Stored data entries:
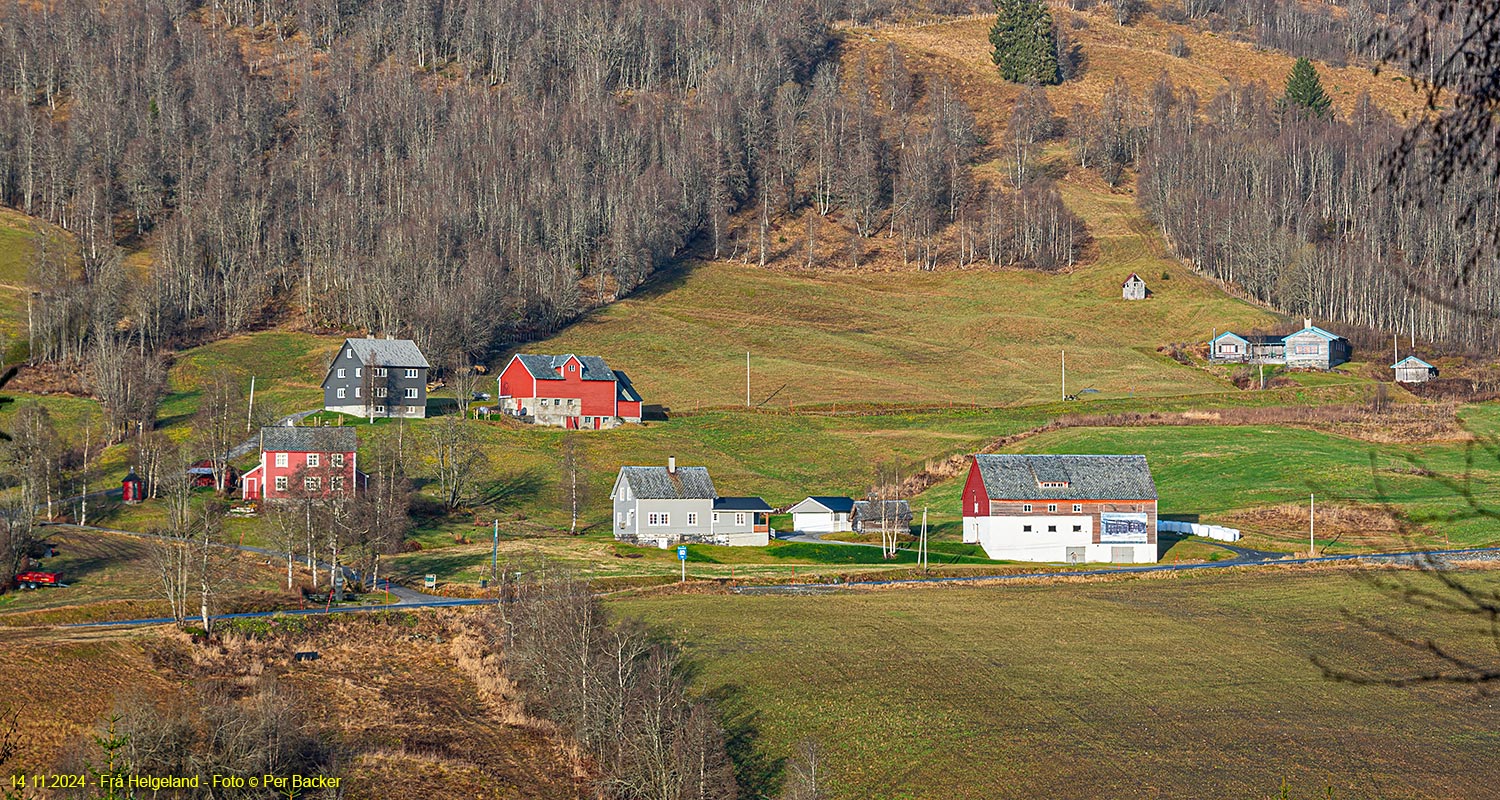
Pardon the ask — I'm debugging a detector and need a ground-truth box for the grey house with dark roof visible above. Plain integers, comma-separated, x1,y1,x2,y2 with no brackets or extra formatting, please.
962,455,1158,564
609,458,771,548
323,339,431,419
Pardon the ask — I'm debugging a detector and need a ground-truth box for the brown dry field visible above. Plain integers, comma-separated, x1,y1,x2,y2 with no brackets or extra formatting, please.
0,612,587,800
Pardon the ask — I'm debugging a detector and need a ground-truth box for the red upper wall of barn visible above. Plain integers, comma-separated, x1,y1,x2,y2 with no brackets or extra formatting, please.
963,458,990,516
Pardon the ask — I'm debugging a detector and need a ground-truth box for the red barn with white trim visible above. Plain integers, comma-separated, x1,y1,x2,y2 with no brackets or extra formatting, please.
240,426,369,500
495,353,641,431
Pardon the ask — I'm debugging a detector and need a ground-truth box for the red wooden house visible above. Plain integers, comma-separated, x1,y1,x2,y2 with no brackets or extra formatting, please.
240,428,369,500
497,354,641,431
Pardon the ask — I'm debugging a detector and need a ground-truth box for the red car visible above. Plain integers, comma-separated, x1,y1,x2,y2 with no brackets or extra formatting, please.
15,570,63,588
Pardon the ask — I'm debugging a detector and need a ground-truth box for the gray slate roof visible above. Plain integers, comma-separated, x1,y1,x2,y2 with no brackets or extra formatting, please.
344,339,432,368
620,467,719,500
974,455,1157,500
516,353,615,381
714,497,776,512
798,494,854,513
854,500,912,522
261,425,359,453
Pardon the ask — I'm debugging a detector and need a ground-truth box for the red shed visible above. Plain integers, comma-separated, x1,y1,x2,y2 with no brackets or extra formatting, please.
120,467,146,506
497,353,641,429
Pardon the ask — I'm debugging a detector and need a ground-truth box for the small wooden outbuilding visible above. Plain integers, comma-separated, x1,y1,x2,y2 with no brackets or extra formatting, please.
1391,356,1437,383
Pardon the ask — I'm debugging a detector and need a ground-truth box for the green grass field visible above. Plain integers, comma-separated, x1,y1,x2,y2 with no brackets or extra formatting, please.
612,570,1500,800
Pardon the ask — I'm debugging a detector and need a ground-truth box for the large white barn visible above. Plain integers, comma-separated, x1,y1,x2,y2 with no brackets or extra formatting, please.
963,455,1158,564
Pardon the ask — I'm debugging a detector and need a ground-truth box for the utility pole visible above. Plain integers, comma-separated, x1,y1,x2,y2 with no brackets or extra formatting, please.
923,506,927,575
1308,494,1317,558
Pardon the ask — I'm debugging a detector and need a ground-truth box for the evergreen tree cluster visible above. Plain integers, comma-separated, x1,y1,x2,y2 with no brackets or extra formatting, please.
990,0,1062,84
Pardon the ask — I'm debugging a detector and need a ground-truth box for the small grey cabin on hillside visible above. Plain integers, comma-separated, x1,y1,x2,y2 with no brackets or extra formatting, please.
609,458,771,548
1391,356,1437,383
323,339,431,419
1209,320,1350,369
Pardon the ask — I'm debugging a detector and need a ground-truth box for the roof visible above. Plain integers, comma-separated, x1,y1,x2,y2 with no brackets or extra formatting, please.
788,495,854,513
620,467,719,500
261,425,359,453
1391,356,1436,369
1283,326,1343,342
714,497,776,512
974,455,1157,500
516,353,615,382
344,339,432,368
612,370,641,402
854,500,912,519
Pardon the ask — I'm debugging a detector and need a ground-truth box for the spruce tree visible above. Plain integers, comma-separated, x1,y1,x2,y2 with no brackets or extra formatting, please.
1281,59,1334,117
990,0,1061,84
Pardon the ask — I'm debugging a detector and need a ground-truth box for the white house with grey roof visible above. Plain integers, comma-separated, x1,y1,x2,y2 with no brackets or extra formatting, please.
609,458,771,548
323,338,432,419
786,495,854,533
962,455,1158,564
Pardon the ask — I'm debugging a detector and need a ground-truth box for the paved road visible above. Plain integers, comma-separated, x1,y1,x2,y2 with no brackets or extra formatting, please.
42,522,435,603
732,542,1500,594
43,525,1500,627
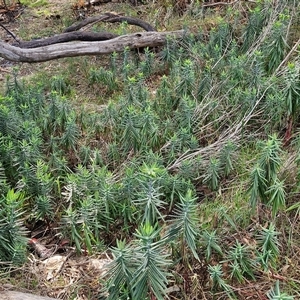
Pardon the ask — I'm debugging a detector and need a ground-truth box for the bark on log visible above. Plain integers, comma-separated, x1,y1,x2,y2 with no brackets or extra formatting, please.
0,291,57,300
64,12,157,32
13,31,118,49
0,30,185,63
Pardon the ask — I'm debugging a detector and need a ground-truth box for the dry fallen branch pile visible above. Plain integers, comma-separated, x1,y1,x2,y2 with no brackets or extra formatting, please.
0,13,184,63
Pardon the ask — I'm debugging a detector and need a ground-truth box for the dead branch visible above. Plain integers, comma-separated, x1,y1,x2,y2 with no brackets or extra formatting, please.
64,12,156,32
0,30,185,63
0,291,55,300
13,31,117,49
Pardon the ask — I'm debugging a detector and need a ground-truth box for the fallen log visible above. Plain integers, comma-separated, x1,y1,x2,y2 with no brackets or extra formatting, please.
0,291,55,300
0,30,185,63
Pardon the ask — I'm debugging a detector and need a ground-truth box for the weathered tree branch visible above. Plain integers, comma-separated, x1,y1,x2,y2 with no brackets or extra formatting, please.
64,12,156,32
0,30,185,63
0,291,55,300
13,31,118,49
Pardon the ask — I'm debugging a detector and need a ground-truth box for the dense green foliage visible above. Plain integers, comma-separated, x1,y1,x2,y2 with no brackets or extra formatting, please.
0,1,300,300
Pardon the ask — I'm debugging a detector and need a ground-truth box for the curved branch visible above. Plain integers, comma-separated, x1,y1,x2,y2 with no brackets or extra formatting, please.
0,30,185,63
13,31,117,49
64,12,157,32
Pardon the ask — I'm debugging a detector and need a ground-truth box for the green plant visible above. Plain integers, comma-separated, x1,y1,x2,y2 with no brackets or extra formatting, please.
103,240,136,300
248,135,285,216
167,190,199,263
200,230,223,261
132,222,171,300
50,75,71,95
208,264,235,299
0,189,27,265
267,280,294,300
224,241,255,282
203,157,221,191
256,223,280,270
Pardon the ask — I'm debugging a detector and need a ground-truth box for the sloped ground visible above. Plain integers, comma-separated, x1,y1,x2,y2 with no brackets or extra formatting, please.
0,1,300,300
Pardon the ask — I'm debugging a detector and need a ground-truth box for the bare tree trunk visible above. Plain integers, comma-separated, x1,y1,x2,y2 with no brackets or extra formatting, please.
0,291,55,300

§ **Problem description**: Return the lines above word for word, leaving out the pictures.

§ **Full solution**:
Pardon the ask — I'm debugging a detector and need a ground-truth box for the grey house with dark roof visible above. Plain integers, comma-separated, x1,y1,x2,y2 with no brackets or extra formatting, please.
962,455,1158,564
609,458,771,548
323,339,431,419
Pardon the ask — I'm debugging a detector and need a ground-truth box for the brown dry field visible above. Plain integers, comma-separated, x1,y1,x2,y2 with no brackets or extra formatting, please.
0,612,587,800
Pardon the ask — I'm debugging a detector and need a ground-truth box for the red upper wall of barn visible above. Plain integers, comma-separated, x1,y1,x2,y2 with no brackets or extra formatting, please.
963,458,990,516
Pardon the ask — I'm debugging a detector and need a ground-truth box for the red barn with white trim visible above. Plain integers, comma-separated, x1,y1,x2,y2 with no brackets or extra formatting, please.
240,426,369,500
495,353,641,431
Pardon the ask — I'm debugging a detector and need a ground-truth box for the red wooden house visible above. Plain integers, comma-separated, x1,y1,x2,y2 with no brackets or extra formatting, please.
240,428,369,500
497,354,641,431
Pardon the ask — I'm debugging a detector and need a ground-truth box for the red car visible above. Plain integers, comma-separated, x1,y1,x2,y2 with no brackets or extra formatting, please.
15,570,63,588
Pardon the ask — I'm debugging a detector and need a ground-truth box for the gray slate roof visible above. Plain integers, comma-separated, x1,y1,x2,y2 with no brackets or extra formatting, please.
344,339,432,368
620,467,719,500
974,455,1157,500
516,353,615,381
714,497,776,512
798,494,854,513
854,500,912,522
261,425,359,453
Pardon the ask — I'm debugging a detector and need a ground-truth box for the red shed visible above. Plain integers, comma-separated, x1,y1,x2,y2 with no brackets or extra formatting, please.
120,467,146,506
497,353,641,429
Pardon the ask — I'm debugging a detector and need a ground-truth box for the small wooden outbuilding visible above. Plain integers, comma-separated, x1,y1,x2,y2 with no brackets or extra formatting, please.
1391,356,1437,383
Pardon the ask — I'm debugging a detector and need a ground-truth box for the green grass field visible above. Plain integers, comma-separated, x1,y1,x2,y2 with no brackets or extra formatting, please.
612,570,1500,800
Pardon the ask — I'm debugging a detector and need a ground-truth box for the large white barn visible above. Plain integers, comma-separated, x1,y1,x2,y2 with no brackets or extra formatting, please.
963,455,1158,564
Pardon the ask — I'm debugging a detector and need a ground-truth box for the utility pole visible above. Plain integers, comma-separated, x1,y1,x2,y2 with no brackets or extra formatting, please.
923,506,927,575
1308,494,1317,558
Pardon the ask — I'm debugging a detector and need a ground-truth box for the evergreen tree cluster visible above. Plain integers, comma-separated, x1,y1,x2,y2 with no brackets or extra formatting, please.
990,0,1062,84
Pardon the ask — I'm debugging a detector and need a ground-truth box for the small grey cabin on hillside visible above. Plain integers, comma-separated, x1,y1,x2,y2 with no brackets or extra formatting, please.
609,458,771,548
1391,356,1437,383
323,339,431,419
1209,320,1350,369
Pardon the ask — I'm debugging a detector and need a ground-truth box for the roof visible above. Plain integers, comma-separated, x1,y1,x2,y2 with no brackets or extra formatting, please.
788,495,854,513
620,467,719,500
261,425,359,453
1391,356,1436,369
1283,326,1343,342
714,497,776,512
974,455,1157,500
516,353,615,382
344,339,432,368
612,370,641,402
854,500,912,519
Pardon the ask — I'm debugging a detector and need a ground-truth box for the spruce tree visible above. Plain integers, comma-separated, x1,y1,x2,y2 with no brackets or extra formatting, please.
1281,59,1334,117
990,0,1061,84
Pardon the ask — I'm debugging a detector and need a ground-truth box for the white house with grey roof visible above. Plain integers, comma-separated, x1,y1,x2,y2 with no brackets or extra formatting, please.
609,458,771,548
323,338,432,419
786,495,854,533
962,455,1158,564
Pardon the ask — I'm debugging a detector and need a ground-truth box for the paved road visible above. Plain integers, comma-separated, x1,y1,x2,y2 with no brackets or extra formatting, please.
42,522,435,603
732,542,1500,594
43,525,1500,627
Pardon the ask — I'm debugging a detector and need a ground-truth box for the bark on log visible above. Plain integers, comma-separated, x1,y1,x2,y2 with no brackets or extra formatting, please.
0,291,57,300
64,12,157,32
13,31,118,49
0,30,185,63
Pardon the ask — I'm debugging a detector and need a ground-truth box for the dry fallen branch pile visible above. Plain integers, comma-separated, x1,y1,x2,y2 with no brackets or extra formatting, please.
0,13,184,63
Pardon the ask — I'm debugging a detector and need a ground-truth box for the dead branch visible above. Plain integers, comma-separated, x1,y1,x2,y2 with no brackets or extra formatting, please.
64,12,156,32
0,30,185,63
0,291,55,300
13,31,117,49
Pardon the ask — I'm debugging a detector and need a ground-truth box for the fallen log visible above. Plain integers, comma-separated, x1,y1,x2,y2 with no brackets or extra formatting, please.
0,291,55,300
0,30,185,63
Pardon the ask — I'm debugging a detector and need a ground-truth box for the weathered tree branch visible above. Plain integers, comma-separated, x1,y1,x2,y2 with no brackets or extra formatting, please.
64,12,156,32
0,30,185,63
0,291,55,300
13,31,118,49
Pardon the ask — I'm debugging a detector and need a ground-truth box for the dense green foliage visible above. Plain integers, comma-separated, x1,y1,x2,y2 with no brackets or extra formatting, please.
0,1,300,300
Pardon the ask — I'm debugging a detector and need a ground-truth box for the curved branch visible above. Plain integers, comma-separated, x1,y1,x2,y2 with no brackets or extra formatting, please.
0,30,185,63
13,31,117,49
64,12,157,32
Pardon the ask — I'm debugging a detector and need a ground-truth box for the green plant visible above. Plain integers, comma-separated, x1,y1,x2,y2 with no brackets or extra formatting, please.
103,240,136,300
248,135,285,216
167,190,199,263
200,230,223,261
132,222,171,300
50,75,71,95
208,264,235,299
0,189,27,265
267,280,294,300
224,241,255,282
203,157,221,191
256,223,280,270
Pardon the ask — I'm debugging a detector and need a ground-truth box for the sloped ground visible above. Plain integers, comma-separated, x1,y1,x2,y2 with no brackets or extra formatting, please.
0,1,300,300
Pardon the ask — I'm debugging a detector and need a ground-truth box for the bare tree trunk visible above. Plain integers, comma-separated, x1,y1,x2,y2 with no brackets or extra formatting, please.
0,291,55,300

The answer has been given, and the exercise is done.